AIM OF THE TASK:
Could you set down, exactly as they stand, only the lines from the one containing "Segment each instance of the woman" through the end of the listing?

————————

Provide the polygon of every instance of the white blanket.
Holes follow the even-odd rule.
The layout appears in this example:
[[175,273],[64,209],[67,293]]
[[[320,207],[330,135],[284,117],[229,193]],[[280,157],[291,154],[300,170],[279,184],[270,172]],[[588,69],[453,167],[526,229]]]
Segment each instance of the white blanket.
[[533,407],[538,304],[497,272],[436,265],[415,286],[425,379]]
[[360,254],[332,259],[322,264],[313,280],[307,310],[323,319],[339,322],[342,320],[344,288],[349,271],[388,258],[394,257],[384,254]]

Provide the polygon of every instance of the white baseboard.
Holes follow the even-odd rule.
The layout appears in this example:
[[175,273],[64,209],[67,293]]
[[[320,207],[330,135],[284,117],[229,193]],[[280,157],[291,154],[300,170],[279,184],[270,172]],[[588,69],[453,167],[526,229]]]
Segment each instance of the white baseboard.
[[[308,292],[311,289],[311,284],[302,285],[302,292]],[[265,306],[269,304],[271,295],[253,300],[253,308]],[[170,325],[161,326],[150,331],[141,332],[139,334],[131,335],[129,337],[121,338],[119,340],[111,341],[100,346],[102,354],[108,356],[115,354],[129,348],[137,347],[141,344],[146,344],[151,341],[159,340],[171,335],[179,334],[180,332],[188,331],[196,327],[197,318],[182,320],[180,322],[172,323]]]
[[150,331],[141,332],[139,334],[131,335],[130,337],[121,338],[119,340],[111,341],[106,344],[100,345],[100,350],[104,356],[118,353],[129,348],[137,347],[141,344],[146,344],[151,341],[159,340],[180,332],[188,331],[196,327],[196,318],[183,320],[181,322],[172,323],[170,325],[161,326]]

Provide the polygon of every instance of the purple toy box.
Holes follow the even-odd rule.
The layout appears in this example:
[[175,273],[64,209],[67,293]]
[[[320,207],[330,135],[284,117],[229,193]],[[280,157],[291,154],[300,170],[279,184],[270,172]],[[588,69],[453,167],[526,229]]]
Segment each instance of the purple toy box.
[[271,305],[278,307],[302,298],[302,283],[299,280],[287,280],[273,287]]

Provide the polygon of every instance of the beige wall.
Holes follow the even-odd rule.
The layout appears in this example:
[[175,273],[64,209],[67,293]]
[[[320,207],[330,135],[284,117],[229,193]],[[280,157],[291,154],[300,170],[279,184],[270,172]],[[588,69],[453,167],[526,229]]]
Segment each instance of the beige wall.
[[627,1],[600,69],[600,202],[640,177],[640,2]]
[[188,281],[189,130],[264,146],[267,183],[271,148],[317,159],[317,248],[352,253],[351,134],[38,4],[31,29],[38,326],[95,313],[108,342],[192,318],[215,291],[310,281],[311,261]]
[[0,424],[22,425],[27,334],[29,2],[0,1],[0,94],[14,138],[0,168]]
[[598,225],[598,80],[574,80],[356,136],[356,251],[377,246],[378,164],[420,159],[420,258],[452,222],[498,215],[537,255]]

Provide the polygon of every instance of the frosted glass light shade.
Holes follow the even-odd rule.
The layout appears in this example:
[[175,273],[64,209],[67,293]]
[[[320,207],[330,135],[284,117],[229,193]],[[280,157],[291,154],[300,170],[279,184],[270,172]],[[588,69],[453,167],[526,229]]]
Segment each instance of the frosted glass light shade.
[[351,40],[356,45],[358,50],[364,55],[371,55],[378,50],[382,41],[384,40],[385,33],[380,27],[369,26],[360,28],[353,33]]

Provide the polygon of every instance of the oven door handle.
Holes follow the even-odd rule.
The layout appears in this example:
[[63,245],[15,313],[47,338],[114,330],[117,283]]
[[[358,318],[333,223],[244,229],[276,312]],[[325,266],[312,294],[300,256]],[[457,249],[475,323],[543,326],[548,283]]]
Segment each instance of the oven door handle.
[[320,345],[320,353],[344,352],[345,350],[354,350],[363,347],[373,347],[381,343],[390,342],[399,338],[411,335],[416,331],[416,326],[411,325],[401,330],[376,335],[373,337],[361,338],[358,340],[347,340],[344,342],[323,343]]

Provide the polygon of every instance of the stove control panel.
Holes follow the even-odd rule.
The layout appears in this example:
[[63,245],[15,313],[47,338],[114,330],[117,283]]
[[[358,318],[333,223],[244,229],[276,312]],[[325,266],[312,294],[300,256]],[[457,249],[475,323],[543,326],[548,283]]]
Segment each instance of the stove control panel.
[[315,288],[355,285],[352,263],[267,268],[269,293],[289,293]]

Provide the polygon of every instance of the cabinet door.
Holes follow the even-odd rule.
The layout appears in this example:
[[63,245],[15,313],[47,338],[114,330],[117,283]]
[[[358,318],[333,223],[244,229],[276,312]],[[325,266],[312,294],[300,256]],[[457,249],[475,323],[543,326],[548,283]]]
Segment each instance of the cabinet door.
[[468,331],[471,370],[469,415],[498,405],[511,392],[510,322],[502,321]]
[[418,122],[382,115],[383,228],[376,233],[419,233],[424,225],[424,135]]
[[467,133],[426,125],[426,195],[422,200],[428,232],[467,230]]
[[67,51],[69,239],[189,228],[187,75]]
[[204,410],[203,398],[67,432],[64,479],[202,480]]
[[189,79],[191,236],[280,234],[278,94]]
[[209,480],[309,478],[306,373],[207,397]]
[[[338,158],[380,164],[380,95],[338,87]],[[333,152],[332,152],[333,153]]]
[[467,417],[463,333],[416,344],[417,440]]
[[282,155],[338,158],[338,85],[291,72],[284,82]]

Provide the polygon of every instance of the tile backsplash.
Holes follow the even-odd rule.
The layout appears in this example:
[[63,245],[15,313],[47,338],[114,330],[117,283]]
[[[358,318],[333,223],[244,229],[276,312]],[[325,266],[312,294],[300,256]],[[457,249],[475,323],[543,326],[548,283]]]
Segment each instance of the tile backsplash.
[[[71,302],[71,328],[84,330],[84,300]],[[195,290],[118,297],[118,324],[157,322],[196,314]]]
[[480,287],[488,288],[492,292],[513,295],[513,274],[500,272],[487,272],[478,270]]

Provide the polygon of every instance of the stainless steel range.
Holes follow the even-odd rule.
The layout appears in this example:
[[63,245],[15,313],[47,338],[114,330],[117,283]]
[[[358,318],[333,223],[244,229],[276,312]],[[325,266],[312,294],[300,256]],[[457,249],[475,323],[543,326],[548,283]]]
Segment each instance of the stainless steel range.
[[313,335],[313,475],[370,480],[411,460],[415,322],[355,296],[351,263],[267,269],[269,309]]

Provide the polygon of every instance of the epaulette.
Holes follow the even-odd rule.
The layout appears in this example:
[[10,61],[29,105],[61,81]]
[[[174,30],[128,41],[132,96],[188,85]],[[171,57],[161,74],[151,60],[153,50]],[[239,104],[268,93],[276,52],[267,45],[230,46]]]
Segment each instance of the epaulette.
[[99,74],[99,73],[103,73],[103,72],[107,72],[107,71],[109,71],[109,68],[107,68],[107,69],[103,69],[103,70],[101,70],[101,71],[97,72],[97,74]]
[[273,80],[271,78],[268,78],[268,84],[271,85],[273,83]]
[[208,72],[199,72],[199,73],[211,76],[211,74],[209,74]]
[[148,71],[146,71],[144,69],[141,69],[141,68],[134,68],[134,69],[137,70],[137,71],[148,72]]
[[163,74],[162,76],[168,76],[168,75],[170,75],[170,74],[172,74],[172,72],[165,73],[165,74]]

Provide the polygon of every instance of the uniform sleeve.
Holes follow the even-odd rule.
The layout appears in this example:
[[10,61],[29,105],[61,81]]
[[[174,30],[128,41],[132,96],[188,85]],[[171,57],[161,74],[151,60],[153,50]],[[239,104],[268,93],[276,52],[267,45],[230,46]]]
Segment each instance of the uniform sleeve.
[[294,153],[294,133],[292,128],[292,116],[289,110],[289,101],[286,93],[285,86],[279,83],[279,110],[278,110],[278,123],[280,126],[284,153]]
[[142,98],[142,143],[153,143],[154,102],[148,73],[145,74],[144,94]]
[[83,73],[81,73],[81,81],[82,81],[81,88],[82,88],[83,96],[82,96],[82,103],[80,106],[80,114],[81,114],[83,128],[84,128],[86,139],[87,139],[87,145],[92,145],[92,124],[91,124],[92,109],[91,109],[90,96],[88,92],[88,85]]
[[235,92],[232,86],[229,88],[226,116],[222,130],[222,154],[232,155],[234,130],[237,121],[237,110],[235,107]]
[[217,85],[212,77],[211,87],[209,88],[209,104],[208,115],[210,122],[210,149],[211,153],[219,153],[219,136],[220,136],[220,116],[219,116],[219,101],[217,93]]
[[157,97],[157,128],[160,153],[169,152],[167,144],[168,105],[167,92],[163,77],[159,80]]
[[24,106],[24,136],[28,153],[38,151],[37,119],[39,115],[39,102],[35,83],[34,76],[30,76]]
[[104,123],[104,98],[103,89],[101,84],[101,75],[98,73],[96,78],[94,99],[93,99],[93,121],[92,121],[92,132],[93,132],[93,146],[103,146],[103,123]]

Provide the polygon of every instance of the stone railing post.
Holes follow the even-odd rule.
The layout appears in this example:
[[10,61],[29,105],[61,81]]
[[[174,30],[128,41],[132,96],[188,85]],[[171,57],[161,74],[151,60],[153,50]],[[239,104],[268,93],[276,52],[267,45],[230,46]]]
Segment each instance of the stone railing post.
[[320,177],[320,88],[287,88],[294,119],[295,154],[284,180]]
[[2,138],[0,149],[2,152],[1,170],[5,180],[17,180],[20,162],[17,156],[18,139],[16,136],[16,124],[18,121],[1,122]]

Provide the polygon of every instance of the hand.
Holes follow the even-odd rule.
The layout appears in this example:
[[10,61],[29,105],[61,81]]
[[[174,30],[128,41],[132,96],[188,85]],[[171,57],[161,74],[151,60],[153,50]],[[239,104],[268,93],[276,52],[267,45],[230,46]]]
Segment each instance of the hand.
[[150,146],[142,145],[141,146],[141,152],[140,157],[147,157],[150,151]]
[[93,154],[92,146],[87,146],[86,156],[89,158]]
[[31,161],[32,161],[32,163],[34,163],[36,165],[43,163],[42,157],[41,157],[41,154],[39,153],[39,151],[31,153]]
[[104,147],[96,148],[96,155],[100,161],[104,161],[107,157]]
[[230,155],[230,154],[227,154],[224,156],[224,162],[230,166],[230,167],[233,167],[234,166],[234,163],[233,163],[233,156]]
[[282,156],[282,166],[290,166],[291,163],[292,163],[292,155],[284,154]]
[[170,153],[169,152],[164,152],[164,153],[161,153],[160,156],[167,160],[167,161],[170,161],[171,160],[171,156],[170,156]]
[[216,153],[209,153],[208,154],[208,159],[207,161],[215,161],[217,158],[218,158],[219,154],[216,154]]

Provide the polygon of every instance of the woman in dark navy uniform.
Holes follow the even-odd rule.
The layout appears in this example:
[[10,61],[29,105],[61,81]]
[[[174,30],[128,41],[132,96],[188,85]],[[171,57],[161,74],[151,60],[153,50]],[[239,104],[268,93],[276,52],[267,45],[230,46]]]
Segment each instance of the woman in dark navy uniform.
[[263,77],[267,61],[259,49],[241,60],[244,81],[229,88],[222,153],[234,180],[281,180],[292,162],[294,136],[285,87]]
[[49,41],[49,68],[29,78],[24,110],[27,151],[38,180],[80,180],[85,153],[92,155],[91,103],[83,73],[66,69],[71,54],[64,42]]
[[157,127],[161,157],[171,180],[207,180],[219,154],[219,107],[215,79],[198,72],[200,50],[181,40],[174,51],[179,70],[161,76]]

————————

SOLVED EXERCISE:
Segment each instance of the woman in dark navy uniform.
[[263,77],[267,61],[259,49],[241,60],[244,81],[229,88],[222,153],[234,180],[281,180],[292,162],[294,136],[285,87]]
[[49,41],[49,68],[29,78],[24,110],[27,151],[38,180],[80,180],[85,153],[92,155],[91,103],[83,73],[66,69],[71,54],[64,42]]
[[157,127],[161,157],[171,180],[207,180],[219,154],[219,107],[215,79],[198,72],[200,50],[181,40],[174,51],[179,70],[161,76]]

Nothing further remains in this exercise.